> [Task instructions]
Only the lines below from the one containing "Query: flight information display screen" to the one containing "(1210, 634)" should be repeated, both included and unchanged.

START Exercise data

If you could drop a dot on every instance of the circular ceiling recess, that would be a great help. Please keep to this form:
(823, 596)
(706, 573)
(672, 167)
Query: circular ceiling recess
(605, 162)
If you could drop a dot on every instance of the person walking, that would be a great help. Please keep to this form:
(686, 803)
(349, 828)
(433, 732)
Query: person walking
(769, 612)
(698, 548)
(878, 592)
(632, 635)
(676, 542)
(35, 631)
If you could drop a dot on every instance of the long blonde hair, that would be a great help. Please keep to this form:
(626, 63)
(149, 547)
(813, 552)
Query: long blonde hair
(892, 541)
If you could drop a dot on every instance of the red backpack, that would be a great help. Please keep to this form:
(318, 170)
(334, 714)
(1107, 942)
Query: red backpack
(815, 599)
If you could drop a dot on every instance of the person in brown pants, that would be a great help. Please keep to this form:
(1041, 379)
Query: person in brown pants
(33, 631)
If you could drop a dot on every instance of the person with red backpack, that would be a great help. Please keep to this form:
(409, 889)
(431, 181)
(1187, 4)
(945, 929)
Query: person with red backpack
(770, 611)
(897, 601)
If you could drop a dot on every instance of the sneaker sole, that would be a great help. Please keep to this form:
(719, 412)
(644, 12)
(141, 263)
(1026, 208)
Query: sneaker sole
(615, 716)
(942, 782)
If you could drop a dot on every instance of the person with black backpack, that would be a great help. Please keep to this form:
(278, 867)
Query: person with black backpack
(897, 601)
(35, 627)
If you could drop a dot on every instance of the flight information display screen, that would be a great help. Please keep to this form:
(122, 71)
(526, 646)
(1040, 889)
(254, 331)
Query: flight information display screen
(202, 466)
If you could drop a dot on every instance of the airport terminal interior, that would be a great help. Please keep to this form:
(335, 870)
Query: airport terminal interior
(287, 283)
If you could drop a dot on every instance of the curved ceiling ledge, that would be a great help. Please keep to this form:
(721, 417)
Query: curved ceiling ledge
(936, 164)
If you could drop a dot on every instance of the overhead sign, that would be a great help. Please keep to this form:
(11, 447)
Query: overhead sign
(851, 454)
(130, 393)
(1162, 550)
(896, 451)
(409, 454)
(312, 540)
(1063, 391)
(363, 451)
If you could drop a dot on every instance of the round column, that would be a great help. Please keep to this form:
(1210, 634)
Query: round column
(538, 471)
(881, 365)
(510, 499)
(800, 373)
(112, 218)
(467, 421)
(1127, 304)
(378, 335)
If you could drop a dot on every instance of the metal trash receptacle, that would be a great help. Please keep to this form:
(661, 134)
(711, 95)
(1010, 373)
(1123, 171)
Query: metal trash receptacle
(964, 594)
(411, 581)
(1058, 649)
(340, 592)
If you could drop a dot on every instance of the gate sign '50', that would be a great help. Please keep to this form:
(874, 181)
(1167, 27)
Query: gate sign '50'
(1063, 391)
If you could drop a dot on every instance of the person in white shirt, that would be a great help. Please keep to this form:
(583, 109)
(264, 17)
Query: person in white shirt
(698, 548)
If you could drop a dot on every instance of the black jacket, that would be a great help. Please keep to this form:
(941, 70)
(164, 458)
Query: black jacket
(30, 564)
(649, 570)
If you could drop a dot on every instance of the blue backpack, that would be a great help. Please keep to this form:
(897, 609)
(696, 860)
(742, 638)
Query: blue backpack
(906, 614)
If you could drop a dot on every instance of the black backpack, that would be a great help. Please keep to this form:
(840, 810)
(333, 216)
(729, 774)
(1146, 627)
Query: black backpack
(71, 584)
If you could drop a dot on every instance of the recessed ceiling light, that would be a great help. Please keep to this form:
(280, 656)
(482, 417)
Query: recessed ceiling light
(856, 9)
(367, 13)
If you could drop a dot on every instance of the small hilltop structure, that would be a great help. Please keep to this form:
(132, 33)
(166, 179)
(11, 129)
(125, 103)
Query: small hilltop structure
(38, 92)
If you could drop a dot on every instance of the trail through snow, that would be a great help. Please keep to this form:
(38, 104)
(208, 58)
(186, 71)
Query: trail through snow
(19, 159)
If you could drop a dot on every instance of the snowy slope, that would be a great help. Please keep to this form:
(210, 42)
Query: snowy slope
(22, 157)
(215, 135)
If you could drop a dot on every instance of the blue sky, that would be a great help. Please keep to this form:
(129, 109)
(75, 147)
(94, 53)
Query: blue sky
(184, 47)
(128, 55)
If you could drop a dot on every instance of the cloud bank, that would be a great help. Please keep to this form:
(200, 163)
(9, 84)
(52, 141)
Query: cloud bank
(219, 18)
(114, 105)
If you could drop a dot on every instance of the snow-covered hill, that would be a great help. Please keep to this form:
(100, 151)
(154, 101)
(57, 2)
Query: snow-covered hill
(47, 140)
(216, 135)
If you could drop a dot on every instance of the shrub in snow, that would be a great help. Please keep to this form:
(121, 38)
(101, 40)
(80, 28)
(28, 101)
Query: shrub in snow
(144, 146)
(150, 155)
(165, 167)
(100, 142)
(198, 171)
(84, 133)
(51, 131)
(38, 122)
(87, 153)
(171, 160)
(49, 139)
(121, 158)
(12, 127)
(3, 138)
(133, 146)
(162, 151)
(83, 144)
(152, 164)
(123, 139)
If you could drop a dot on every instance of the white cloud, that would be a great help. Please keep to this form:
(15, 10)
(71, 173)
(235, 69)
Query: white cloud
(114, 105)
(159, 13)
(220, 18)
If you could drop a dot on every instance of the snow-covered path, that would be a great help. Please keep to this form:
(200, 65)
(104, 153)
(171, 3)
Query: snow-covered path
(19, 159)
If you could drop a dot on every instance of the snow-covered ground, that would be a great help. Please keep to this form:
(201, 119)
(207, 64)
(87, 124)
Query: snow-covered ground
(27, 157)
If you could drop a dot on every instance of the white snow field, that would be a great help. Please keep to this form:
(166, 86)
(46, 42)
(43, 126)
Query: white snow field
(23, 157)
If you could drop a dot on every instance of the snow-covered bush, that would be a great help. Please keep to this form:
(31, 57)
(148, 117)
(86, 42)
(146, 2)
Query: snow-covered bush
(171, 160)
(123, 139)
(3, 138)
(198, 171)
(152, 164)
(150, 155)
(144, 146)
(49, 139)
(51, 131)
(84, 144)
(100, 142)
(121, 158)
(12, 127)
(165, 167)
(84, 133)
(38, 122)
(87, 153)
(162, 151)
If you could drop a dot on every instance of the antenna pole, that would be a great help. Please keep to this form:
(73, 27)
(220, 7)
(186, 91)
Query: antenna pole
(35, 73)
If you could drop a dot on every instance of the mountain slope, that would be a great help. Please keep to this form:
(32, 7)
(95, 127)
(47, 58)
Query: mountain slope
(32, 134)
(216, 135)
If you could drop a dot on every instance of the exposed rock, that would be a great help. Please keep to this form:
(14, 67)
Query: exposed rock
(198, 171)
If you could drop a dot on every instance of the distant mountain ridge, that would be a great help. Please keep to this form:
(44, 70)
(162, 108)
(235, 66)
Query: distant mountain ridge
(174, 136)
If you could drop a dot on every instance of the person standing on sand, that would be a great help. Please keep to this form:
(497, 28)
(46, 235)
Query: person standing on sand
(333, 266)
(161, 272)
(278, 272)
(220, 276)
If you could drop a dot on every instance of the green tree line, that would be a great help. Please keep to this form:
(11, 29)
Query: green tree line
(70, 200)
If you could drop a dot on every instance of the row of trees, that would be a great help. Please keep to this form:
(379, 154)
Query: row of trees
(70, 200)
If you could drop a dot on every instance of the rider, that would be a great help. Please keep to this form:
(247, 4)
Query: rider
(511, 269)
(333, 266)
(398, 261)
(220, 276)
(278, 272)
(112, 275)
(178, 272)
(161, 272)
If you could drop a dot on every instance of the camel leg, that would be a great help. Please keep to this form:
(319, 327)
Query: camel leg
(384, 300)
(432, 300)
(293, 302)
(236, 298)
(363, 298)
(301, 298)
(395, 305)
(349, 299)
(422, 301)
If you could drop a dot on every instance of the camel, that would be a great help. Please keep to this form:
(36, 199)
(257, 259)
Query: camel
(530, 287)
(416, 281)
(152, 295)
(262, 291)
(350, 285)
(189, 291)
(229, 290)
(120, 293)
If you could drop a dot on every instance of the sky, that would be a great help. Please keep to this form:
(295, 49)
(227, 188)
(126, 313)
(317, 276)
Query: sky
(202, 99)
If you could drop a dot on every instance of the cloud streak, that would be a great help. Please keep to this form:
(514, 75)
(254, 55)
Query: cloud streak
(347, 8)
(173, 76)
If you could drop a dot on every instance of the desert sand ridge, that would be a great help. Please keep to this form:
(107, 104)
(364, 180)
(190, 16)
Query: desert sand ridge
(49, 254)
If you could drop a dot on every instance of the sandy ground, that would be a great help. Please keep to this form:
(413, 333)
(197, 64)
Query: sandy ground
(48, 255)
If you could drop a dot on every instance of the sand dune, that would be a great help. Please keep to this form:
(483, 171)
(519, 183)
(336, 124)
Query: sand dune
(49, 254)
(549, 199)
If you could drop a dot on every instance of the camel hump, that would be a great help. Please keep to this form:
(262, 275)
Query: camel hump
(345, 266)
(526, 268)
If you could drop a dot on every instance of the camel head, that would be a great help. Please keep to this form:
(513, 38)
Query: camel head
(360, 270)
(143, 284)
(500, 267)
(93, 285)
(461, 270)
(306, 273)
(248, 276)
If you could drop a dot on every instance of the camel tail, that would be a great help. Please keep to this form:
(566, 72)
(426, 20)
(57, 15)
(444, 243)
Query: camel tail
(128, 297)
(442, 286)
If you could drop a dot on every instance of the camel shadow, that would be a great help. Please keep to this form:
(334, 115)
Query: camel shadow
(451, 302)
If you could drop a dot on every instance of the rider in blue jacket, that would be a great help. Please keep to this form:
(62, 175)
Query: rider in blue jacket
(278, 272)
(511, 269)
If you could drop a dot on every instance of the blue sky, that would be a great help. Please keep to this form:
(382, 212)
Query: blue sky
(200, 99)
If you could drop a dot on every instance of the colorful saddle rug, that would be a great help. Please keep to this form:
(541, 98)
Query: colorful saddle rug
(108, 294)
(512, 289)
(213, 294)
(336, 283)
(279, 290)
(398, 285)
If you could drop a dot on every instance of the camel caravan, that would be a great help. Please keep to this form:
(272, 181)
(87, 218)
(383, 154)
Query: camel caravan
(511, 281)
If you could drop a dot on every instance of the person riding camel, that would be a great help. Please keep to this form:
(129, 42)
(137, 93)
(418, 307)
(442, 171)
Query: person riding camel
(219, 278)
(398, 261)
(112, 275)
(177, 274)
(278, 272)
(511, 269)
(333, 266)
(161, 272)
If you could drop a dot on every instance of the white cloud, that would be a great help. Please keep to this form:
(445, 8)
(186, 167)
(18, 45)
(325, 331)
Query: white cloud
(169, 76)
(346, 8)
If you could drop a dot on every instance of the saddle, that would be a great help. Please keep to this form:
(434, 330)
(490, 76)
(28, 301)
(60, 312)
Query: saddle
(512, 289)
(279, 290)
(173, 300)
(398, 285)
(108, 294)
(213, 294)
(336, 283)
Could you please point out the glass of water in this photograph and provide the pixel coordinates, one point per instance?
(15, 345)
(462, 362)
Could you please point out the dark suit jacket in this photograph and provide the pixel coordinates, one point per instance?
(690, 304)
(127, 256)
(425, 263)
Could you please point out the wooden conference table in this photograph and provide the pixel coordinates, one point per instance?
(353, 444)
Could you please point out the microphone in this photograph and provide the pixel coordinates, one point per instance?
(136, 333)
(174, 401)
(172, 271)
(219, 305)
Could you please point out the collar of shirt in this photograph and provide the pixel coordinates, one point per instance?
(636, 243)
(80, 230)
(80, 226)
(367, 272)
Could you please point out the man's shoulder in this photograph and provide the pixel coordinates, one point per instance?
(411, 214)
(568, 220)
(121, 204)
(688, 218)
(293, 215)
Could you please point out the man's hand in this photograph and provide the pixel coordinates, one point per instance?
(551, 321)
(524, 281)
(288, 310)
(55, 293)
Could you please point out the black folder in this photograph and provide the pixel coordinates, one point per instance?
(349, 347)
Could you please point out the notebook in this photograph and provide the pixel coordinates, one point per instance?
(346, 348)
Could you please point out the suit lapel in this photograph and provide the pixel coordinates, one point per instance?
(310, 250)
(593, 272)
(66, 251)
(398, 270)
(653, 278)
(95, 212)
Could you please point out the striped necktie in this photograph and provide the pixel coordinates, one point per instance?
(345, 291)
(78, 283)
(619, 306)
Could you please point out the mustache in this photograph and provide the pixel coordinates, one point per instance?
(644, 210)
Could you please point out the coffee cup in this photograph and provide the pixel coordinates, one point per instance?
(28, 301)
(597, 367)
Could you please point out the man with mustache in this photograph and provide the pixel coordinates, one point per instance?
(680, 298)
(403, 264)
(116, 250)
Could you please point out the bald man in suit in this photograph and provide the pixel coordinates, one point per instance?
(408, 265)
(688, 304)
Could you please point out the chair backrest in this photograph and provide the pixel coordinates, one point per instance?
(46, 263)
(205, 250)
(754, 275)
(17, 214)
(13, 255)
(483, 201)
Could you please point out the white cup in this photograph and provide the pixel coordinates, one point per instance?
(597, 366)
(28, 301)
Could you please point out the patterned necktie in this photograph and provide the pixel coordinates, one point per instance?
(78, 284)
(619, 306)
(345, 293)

END Exercise data

> [Answer box]
Query: flight information display screen
(202, 466)
If you could drop a dot on every instance of the airport terminal interior, that would be a great help. Please keep to this form:
(335, 870)
Query: airport terminal interior
(287, 283)
If you could drop a dot on every instance of the curved ceiling ledge, that would be a great help. Please keep to this form:
(721, 417)
Query: curved ceiling ledge
(936, 164)
If you could drop a dot on every instance of the overhead sign, that would be a great help. Please keep to this form:
(11, 447)
Query: overhead sign
(851, 454)
(130, 393)
(1162, 550)
(896, 451)
(409, 454)
(312, 540)
(1063, 391)
(363, 451)
If you could drop a dot on every instance of the round column, that would be a great help. Please keep to this form:
(1210, 634)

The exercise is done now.